Enregistrements de données extraits:
------------------------------------------------------------------------

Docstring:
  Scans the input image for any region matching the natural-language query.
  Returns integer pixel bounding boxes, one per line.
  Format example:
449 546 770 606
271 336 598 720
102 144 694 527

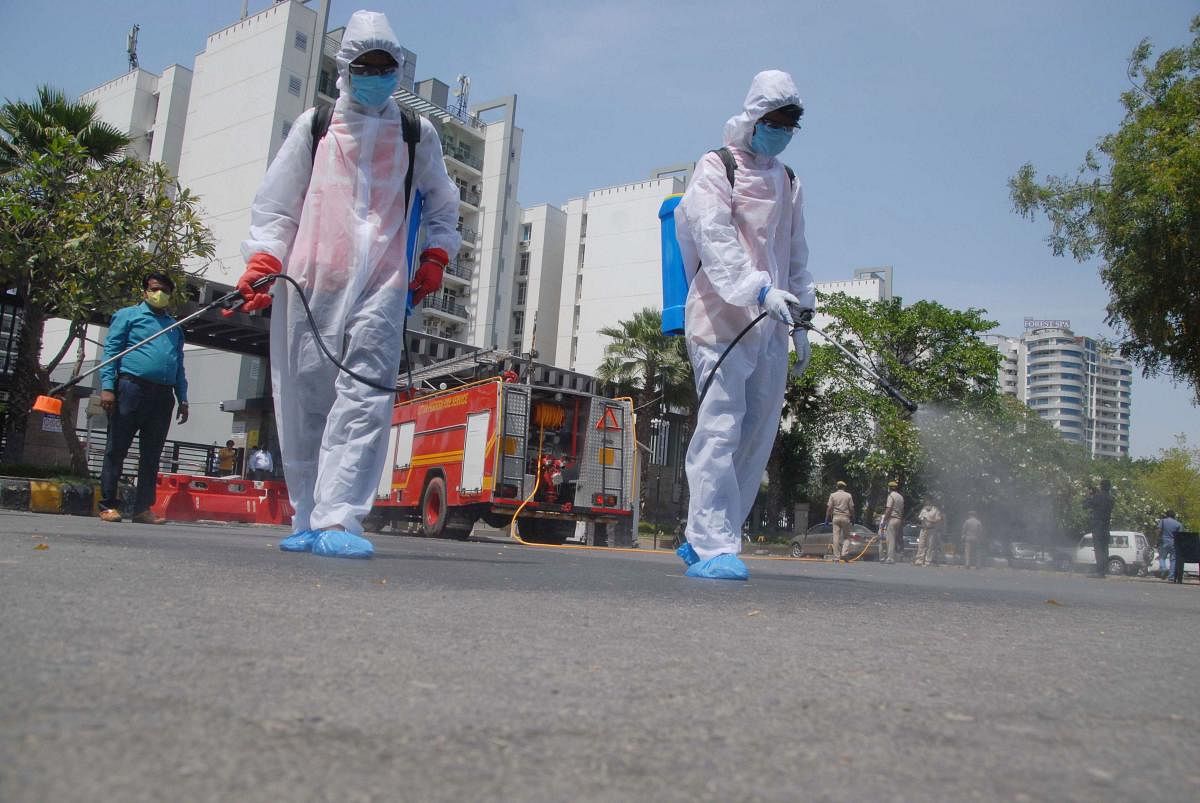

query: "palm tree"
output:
0 86 130 459
596 307 695 456
0 86 131 176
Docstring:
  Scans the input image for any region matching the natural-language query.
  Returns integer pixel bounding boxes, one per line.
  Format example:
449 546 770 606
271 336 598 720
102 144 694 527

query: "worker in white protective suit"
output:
676 70 816 580
229 11 461 557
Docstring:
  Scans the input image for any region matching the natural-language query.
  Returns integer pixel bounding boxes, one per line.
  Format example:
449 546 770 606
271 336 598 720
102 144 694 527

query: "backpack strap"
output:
400 107 421 212
709 148 796 187
312 106 334 162
709 148 738 187
312 106 421 211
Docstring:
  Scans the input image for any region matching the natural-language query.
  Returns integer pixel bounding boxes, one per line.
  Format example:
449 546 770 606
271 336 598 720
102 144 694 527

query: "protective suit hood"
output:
335 11 404 106
725 70 803 150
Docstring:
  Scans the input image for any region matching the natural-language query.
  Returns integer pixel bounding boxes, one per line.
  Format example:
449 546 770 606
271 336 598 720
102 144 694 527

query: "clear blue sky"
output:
0 0 1200 457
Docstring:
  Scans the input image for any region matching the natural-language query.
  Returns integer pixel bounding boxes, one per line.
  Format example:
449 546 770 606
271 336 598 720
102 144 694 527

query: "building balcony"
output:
421 295 467 323
444 148 484 175
443 259 475 284
458 187 484 208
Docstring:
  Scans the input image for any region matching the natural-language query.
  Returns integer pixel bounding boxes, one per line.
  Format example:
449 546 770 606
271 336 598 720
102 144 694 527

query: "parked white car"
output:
1075 529 1154 575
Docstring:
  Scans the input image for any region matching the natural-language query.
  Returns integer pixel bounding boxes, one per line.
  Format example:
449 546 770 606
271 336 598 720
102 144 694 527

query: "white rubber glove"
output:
762 287 800 326
792 329 812 379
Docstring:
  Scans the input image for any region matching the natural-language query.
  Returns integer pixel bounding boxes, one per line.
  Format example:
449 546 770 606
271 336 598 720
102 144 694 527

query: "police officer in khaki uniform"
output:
962 510 983 569
912 499 944 567
880 480 904 563
826 480 854 563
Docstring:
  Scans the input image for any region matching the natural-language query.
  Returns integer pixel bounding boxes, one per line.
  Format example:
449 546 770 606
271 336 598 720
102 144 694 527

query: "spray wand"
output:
34 274 396 415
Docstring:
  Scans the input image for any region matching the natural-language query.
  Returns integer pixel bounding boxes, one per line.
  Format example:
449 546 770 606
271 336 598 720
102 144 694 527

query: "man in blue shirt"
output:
1158 510 1183 580
100 272 187 525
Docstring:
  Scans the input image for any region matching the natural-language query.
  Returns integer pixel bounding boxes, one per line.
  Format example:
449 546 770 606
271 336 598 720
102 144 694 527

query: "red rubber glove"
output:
408 248 450 306
221 251 283 318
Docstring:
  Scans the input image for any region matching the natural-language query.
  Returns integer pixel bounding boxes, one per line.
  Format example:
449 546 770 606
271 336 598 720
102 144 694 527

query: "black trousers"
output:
100 376 175 516
1092 534 1109 576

------------------------------------------------------------------------

**BUT DE L'EXERCICE**
Peux-tu renvoyer à l'identique toutes les lignes des enregistrements ci-dessus, en omettant les images ?

**SORTIE COMPLÈTE**
Docstring:
  Scans the input image for any region matching the natural-language query.
  Returns integer pixel bounding boxes, one per line.
  Format example:
449 546 770 606
271 336 598 720
102 144 694 527


query: "palm tree"
output:
0 86 130 459
596 307 695 456
0 86 131 176
Docstring:
  Scans the input image for any region matching the natural-language query.
  Returns integer pixel bounding boxes, one per line.
  Format example:
449 546 770 606
271 336 598 720
102 144 694 527

query: "worker in white protective suit"
output:
676 70 816 580
229 11 461 557
Docstring:
  Scans the input image for any region matching the natural-language query.
  Returns integer pixel bounding boxes, one per line.
  Format example:
449 546 770 606
271 336 598 720
102 144 694 527

query: "backpack strap"
output:
400 107 421 212
709 148 796 187
312 106 334 162
709 148 738 187
312 106 421 211
Docstring:
  Scans the input image for any region matching the natural-language query.
  Returns integer pixel bounding boxes, one per line.
  Format example:
449 546 770 606
271 336 598 720
102 144 694 527

query: "protective suit hood"
output:
335 11 404 106
725 70 803 150
Docstring:
  Scans the input image for any region matching the natural-language query.
  Returns integer pixel bounding boxes, one per line.
  Format example:
449 546 770 606
271 336 598 720
102 144 694 527

query: "clear blue sky"
output:
0 0 1200 457
Docstring:
  Scans the input image for any region matching the natural-language query.
  Returns integer pixel bounding boxes, one per line.
  Format example:
449 546 770 606
271 336 598 720
102 144 694 527

query: "building balcony"
output:
421 295 467 323
444 148 484 175
443 259 475 284
458 187 484 208
Docstring:
  Scans the input image for any region matching the natural-language query.
  Returns integer pixel bounding boxes, one per line.
  Format example:
449 546 770 606
271 336 598 720
102 144 694 527

query: "parked white car"
output:
1075 529 1154 575
Docstring:
  Scans the input image for any region matching the natural-language query.
  Returns integer pixel bounding boxes, one per line.
  Format example:
449 546 770 606
271 336 598 720
102 144 694 527

query: "white rubber glove"
output:
762 287 800 326
792 329 812 379
Docstring:
  Scans the input image for any region matching the natural-language query.
  Returns integer pixel bounding boxes, one per line.
  Format example:
449 546 770 606
271 336 598 720
102 144 694 527

query: "police officer in khaki uniform"
output:
962 510 983 569
912 499 944 567
880 480 904 563
826 480 854 563
Docstring:
  Scans the input image for any region matching the natural-language query.
  Returns integer pixel bounding boxes, one per line.
  Format example:
449 546 770 606
271 336 598 720
102 144 694 527

query: "spray wand"
output:
34 274 396 415
Docstring:
  Scans the input image for any region matching the natural-language query.
  Returns integer pixel bounding boxes, one per line.
  Format example:
449 546 770 606
271 336 598 720
102 144 694 527

query: "man in blue shirt"
output:
1158 510 1183 580
100 272 187 525
Docstring:
  Scans the input image for any region matching the natural-language query.
  Returns integer pixel bounding boxes, one per line.
  Format example:
449 546 770 606
271 336 598 720
102 144 694 527

query: "red rubber glove"
output:
408 248 450 306
221 251 283 318
Docstring:
  Scans the input image for any region matching the natural-language query.
  Returns integer pixel bounding boxes, one per line.
  Format example:
449 546 770 606
271 336 598 720
102 144 694 527

query: "black trousers"
output:
100 376 175 516
1092 534 1109 576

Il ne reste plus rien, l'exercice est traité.